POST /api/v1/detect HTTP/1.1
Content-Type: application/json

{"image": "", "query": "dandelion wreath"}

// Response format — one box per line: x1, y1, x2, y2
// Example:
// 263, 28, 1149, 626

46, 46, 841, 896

============

**EXERCISE:** Rewrite the records above with "dandelion wreath" replaced by "daisy chain", keeping every other character unchanged.

**EXERCISE OUTPUT:**
POST /api/v1/detect HTTP/1.1
Content-Type: application/json

{"image": "", "query": "daisy chain"}

// Response format — one box per line: x1, y1, x2, y2
// Example:
// 263, 28, 1149, 626

46, 46, 841, 896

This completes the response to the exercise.